### Your instructions
Reproduce word for word the part of the post on relational database schemas from "If the table" to "for data integrity?".

### Given passage
■ ■ ■ ■ ■ ■ ■
Relational Database Schemas Are Agile, Mostly Like Code

Relational database schemas are living, breathing organisms that have to evolve alongside the needs of the business. Adding tables, modifying tables, altering column definitions, adjusting database indexes - it's all par for the course. Some database operations are certainly more challenging than others: years ago, I used to manually perform online ALTER TABLE migrations using shadow tables.

These days, however, even relational database systems (as opposed to NoSQL document databases) have greatly lowered the barrier to entry. More mutations can be applied without locking or downtime. And, for operations that do require a table rebuild, tools like Percona's pt-online-schema-change exist to make this relatively painless (and transparent to your users).

Or course, locking really only becomes a concern with either high data volume or high user traffic - a "good problem" that most of don't actually have enough of. I'm sure for the majority of uses-cases, a good old ALTER statement will just get the job done.

To be clear, I'm not trying to argue that a relational database schema is as dynamic as a NoSQL document database. But, we do need to dispense with any anachronistic notions that relational database schemas are poured in concrete and unable to be changed. That simply isn't the world we live in anymore.

Building Blocks, From The Ground-Up

When I say that I "build the database schema first", I don't mean that I build the entire schema first and then the entire application on top of it. That would be entirely foolish and a waste of time. After all, we never know as little about our applications as we do "right now". We simply don't have enough information on-hand to design out an entire anything at this moment, let alone a database schema.

When I say that I "build the database schema first", what I mean is that, for any facet or feature within an application, I design just enough database schema so that my brain has something on which to anchor. Like a toddler, my brain needs a "safe space" from whence it can start to explore. Without the safe space of a table definition, my brain feels lost - like it doesn't know which direction to go in; or even which directions it has available to it.

Once I have a CREATE TABLE statement in front of me, I can start to build up the world around it in my head. I can start to think about data-access patterns that my application will likely use. And perhaps most importantly, I can start to consider uniqueness constraints and how those uniqueness constraints may be able to drive idempotent workflows.

Obviously, I won't know everything that I need to know about how this data will be used. But, there are some timeliness questions that always make sense:

Will I ever need to list-out the data in this table? If so, does the data need to be filtered or sorted? If so, should those columns be included as part of an index (spoiler alert, yes, most likely).
Will I ever need to aggregate any of the rows for different User Interfaces (UI) within the application? If so, do I have indexes that allow those aggregations to be calculated with good performance? Do I need different indexes to facilitate different UI aggregations?
If the table has columns that reference primary keys in another table, does it make sense for those values to be duplicated? Or, should I use a UNIQUE KEY in order to enforce uniqueness as a safety fall-back beyond the business logic?
Does the table have any non-foreign references that need to be unique (such as an email address)? If so, should I use a UNIQUE KEY in order to enforce that uniqueness for data integrity?
■ ■ ■ ■ ■ ■ ■
### Data lines
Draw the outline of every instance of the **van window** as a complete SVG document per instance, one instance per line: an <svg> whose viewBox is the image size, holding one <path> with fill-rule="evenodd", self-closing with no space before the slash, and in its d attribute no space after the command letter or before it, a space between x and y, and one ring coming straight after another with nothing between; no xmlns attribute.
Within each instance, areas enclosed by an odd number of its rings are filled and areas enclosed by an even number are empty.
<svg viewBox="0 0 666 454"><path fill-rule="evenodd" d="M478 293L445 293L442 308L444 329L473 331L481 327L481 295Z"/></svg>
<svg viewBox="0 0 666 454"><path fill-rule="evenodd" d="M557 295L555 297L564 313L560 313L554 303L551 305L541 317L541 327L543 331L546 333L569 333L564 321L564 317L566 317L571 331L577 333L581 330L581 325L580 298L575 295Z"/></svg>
■ ■ ■ ■ ■ ■ ■
### Task result
If the table has columns that reference primary keys in another table, does it make sense for those values to be duplicated? Or, should I use a UNIQUE KEY in order to enforce uniqueness as a safety fall-back beyond the business logic?
Does the table have any non-foreign references that need to be unique (such as an email address)? If so, should I use a UNIQUE KEY in order to enforce that uniqueness for data integrity?